(Natural language region descriptions)
━━━━

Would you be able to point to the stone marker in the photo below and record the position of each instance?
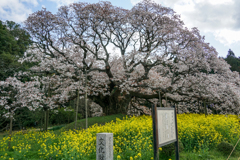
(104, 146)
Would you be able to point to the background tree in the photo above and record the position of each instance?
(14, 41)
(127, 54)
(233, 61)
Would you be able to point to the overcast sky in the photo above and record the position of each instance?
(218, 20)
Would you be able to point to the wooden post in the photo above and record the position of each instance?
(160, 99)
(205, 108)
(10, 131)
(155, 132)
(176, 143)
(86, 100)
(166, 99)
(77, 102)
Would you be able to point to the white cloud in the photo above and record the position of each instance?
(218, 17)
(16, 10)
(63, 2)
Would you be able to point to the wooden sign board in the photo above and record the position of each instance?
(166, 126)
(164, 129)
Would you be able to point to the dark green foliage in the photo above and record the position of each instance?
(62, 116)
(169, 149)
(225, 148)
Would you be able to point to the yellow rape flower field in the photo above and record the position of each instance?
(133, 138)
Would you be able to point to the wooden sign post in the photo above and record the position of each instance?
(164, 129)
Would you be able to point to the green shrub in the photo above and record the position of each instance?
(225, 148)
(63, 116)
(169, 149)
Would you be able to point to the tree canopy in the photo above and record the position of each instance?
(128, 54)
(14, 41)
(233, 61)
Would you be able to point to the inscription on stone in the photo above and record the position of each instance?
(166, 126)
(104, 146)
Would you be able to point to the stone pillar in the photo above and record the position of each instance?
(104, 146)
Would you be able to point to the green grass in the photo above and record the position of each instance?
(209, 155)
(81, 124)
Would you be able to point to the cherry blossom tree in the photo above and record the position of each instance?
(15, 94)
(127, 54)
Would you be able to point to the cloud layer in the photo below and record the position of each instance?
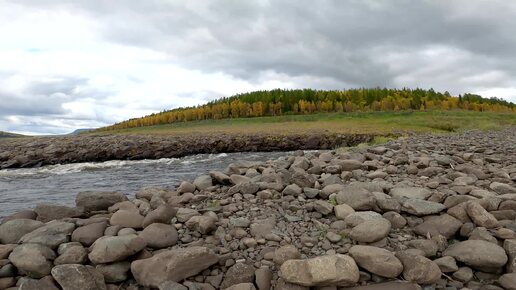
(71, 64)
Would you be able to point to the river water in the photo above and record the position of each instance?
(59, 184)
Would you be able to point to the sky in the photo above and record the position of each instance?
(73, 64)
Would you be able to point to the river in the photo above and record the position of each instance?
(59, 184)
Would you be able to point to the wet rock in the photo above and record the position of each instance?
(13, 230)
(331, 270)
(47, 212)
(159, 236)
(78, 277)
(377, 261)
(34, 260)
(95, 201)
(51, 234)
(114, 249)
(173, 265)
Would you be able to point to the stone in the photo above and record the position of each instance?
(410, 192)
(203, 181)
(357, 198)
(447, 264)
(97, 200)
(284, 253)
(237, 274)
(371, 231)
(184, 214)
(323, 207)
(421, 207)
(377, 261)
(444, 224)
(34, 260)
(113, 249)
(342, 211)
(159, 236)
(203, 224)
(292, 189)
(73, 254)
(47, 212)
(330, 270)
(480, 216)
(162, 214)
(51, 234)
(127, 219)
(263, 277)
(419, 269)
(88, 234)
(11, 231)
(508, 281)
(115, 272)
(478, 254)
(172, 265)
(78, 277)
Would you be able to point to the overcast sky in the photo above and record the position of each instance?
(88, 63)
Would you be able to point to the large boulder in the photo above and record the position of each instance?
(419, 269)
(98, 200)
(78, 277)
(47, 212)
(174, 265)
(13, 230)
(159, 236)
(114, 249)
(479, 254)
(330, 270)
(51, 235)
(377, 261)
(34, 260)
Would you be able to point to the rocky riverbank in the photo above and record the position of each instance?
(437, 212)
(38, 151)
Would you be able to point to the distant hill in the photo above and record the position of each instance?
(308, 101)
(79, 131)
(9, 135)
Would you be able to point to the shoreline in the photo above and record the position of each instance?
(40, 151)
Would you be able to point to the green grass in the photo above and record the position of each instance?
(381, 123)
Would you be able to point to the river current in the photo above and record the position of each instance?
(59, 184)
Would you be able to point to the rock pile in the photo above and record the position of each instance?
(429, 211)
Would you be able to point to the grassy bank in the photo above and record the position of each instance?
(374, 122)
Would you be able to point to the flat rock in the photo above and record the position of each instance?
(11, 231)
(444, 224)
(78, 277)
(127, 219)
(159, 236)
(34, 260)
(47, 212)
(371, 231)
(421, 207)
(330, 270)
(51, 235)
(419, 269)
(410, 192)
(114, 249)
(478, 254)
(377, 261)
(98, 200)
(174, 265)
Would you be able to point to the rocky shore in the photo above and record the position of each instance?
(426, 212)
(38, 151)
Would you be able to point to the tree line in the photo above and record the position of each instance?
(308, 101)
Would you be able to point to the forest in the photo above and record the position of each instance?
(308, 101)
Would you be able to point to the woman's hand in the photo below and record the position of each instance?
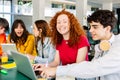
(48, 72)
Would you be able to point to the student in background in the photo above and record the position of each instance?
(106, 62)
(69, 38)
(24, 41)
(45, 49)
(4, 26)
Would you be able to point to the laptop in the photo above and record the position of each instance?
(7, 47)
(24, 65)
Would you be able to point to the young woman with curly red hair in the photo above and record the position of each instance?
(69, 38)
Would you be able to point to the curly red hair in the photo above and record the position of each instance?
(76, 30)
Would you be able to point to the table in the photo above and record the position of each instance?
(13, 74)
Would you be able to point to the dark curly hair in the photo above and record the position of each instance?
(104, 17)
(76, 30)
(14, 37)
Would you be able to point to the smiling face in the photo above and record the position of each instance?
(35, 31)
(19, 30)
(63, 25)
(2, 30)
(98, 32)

━━━━

WHAT YOU NEED TO DO:
Text only, no pictures: copy every entry exactly.

OUTPUT OF THE EXERCISE:
Would you be able to point to the stone marker in the photo below and record the position of each instance?
(104, 146)
Would you be able to point to the background tree in the photo above and record the position of each instance?
(14, 41)
(127, 54)
(233, 61)
Would you be able to point to the overcast sky in the photo above and record the position of each instance?
(218, 20)
Would you be able to point to the wooden post in the photo above and record the position of each instance?
(160, 99)
(205, 108)
(10, 131)
(155, 132)
(176, 143)
(86, 100)
(166, 99)
(77, 102)
Would you be able to point to the white cloud in the photo above and record the position of each instance?
(218, 17)
(16, 10)
(63, 2)
Would you be able to point to the wooden sign board in the photo above and record the position of each instance?
(166, 126)
(164, 129)
Would you be able to point to the dark green foliage in the photo above and record the position of each instance?
(62, 116)
(169, 149)
(225, 148)
Would you be able to point to the yellow rape flower field in the photo above and record the position of each instance?
(133, 138)
Would you be able to point to the wooden sign post in the photo above and record the position of each instance?
(164, 129)
Would you be able to point to the green shrub in the photo above and record the position of each instance?
(225, 148)
(63, 116)
(169, 149)
Would you be able to point to the tree canopy in the photo above and record the position of each instance?
(128, 54)
(14, 41)
(233, 61)
Would you be able to point to the inscription on stone in the photo above and record the position of each instance?
(166, 126)
(104, 146)
Would you be able to point to the stone pillar in the photo above and record the position of each instance?
(104, 146)
Would you be able to point to the green grass in the photo above and record the position of each instance?
(209, 155)
(81, 124)
Would you be able to point to the cherry blossom tree in the photo above and record the position of each instance?
(15, 94)
(127, 54)
Would you be able to point to the cloud layer in the photo below and record the position of each instance?
(71, 64)
Would you be able to point to the river water in the photo above and record the position of each instance?
(59, 184)
Would you be able to point to the sky in the photo above and record the position of each instance?
(73, 64)
Would you be able to point to the river in the photo above and record the position of each instance?
(59, 184)
Would you be able to point to the wet rock in the photo above and record the position of each instance?
(13, 230)
(331, 270)
(47, 212)
(159, 236)
(78, 277)
(377, 261)
(34, 260)
(95, 201)
(51, 234)
(114, 249)
(173, 265)
Would you be able to point to the stone in the photo above and record the position of each instance?
(410, 192)
(203, 181)
(357, 198)
(447, 264)
(97, 200)
(284, 253)
(237, 274)
(371, 231)
(184, 214)
(323, 207)
(421, 207)
(377, 261)
(444, 224)
(34, 260)
(113, 249)
(342, 211)
(159, 236)
(203, 224)
(292, 189)
(73, 254)
(47, 212)
(330, 270)
(480, 216)
(162, 214)
(51, 234)
(127, 219)
(263, 277)
(419, 269)
(88, 234)
(11, 231)
(508, 281)
(115, 272)
(478, 254)
(172, 265)
(78, 277)
Would you be able to point to the overcast sky in the photo above and record the position of each instance?
(88, 63)
Would you be able to point to the large boulder in the photo above and record the position of each instance?
(419, 269)
(98, 200)
(78, 277)
(47, 212)
(174, 265)
(13, 230)
(159, 236)
(114, 249)
(479, 254)
(330, 270)
(51, 235)
(377, 261)
(34, 260)
Would you be able to point to the rocky riverbank in the photo above and record the position of each instance?
(437, 212)
(38, 151)
Would you be able to point to the distant hill in the photo above and record the position of each instance?
(308, 101)
(79, 131)
(9, 135)
Would you be able to point to the shoreline in the photo above and record the position of each instance?
(40, 151)
Would you be able to point to the green grass in the photo above and record the position of each instance?
(381, 123)
Would you be able to point to the river current in the photo above and record the position of each instance?
(59, 184)
Would you be able to point to the rock pile in the photo above and record the position of each instance?
(429, 211)
Would you be able to point to the grassy bank in the photo above and record the position of each instance?
(374, 122)
Would you be able to point to the flat rock in the photo above and record the position of each instance?
(11, 231)
(444, 224)
(78, 277)
(127, 219)
(159, 236)
(34, 260)
(47, 212)
(371, 231)
(421, 207)
(330, 270)
(51, 235)
(419, 269)
(410, 192)
(114, 249)
(478, 254)
(377, 261)
(98, 200)
(174, 265)
Would you be able to point to the rocky shore in the photo above and record the position of each instance?
(426, 212)
(38, 151)
Would you be able to point to the tree line in the photo above and record the position of each instance?
(308, 101)
Would you be able to point to the forest in the photo above and record the position of each instance?
(308, 101)
Would you be able to point to the woman's hand in the photo below and record the position of each instance?
(48, 72)
Would you be able to point to the student in background in the photo above and record the position of each instance?
(106, 62)
(69, 38)
(24, 41)
(45, 49)
(4, 26)
Would you be able to point to the laptop in the photo above and record the position of each instance?
(7, 47)
(24, 65)
Would you be able to point to the young woman with curly red hair in the photo above and record the position of each instance?
(69, 38)
Would you be able to point to the curly red hair in the photo above and record the position of each instance?
(76, 30)
Would you be able to point to the table in the photo above and record the position of each instance?
(13, 74)
Would you be able to point to the dark curly hair in the photo above and record the position of each instance?
(104, 17)
(76, 30)
(14, 37)
Would you be able to point to the smiling face in the photo above and record the position of each instance?
(35, 31)
(19, 30)
(63, 25)
(2, 30)
(98, 32)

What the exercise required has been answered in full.